#### [Written problem 1]
Answer these from the text on state health care reform:
(a) Which option did FTAC members agree should be further explored?
(b) Who introduced Senate Bill 5335?
(c) What tax rate on capital gains would help fund the trust?

#### [Source text]
▬▬▬▬▬▬▬▬▬▬

Offering various options to the commission that would either avoid or survive a legal challenge, FTAC outlined several possible changes to the state’s health care system that included:

Allowing employers to continue offering plans while developing “a universal health care plan attractive enough that employers forgo offering their own coverage.”Allowing employers to continue offering health coverage or pay a payroll tax, i.e. “pay or play.”Expanding the existing public option that employees could opt into.

According to meeting documents, “FTAC members agreed that ‘pay or play’ is an option that should be further explored to be considered in the design of the universal system.”

One idea that may get a second look in the Legislature is Senate Bill 5335 introduced this year by Sen. Bob Hasegawa. The bill would create the Washington Health Trust within the state Department of Health and provide “essential health benefits” to all state residents. The trust would be funded through a variety of new taxes on employers and their employees, sole proprietors and 8.5% tax on capital gains, with homes or retirement accounts exempted.

▬▬▬▬▬▬▬▬▬▬

Stored dataset items:
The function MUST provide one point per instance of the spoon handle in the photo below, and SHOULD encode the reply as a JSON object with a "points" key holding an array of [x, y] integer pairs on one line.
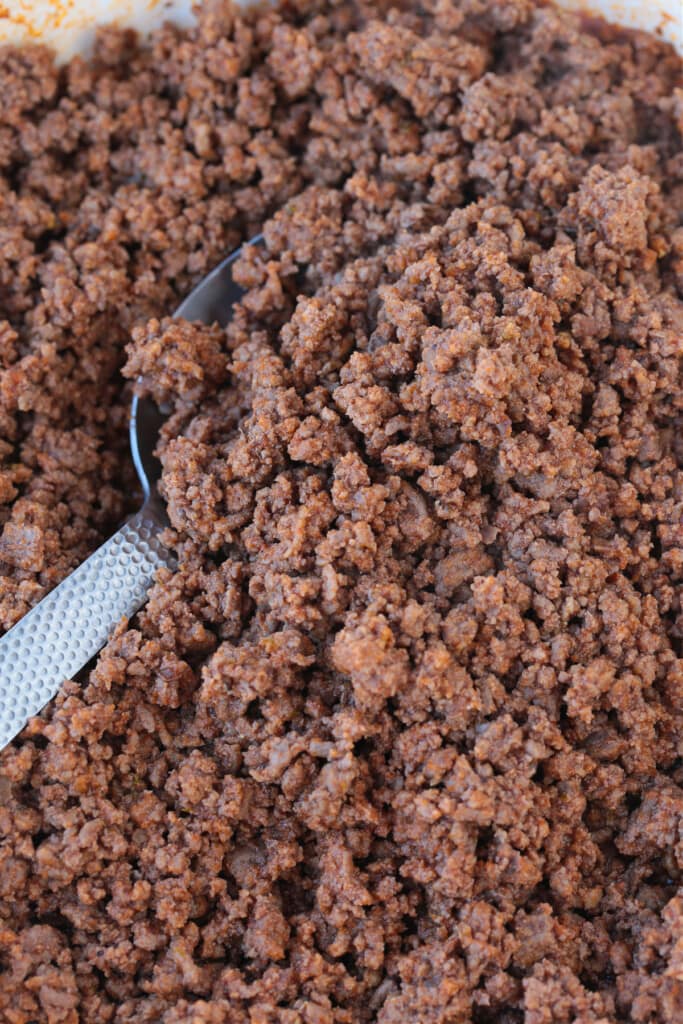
{"points": [[63, 631]]}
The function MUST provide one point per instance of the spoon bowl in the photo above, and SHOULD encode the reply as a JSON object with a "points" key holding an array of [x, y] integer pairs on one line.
{"points": [[53, 641]]}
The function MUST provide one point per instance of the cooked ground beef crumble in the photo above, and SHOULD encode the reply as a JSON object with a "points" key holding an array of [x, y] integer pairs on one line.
{"points": [[400, 740]]}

▬▬▬▬▬▬▬▬▬▬

#### [Written problem 2]
Output the lines of the records from the line containing "the spoon bowl" through the end of the records, inclusive, as a JSON list of strings, one per line, leaving out blank lines.

#### [Written solution 1]
(a) "Pay or play"
(b) Sen. Bob Hasegawa
(c) 8.5%

#### [Written solution 2]
[
  "The function MUST provide one point per instance of the spoon bowl in the photo above, and SHOULD encode the reply as a JSON object with a \"points\" key holding an array of [x, y] integer pairs on one line.",
  "{\"points\": [[53, 641]]}",
  "The function MUST provide one point per instance of the cooked ground beef crumble in the photo above, and SHOULD encode the reply as a JSON object with a \"points\" key holding an array of [x, y] integer pairs on one line.",
  "{\"points\": [[400, 740]]}"
]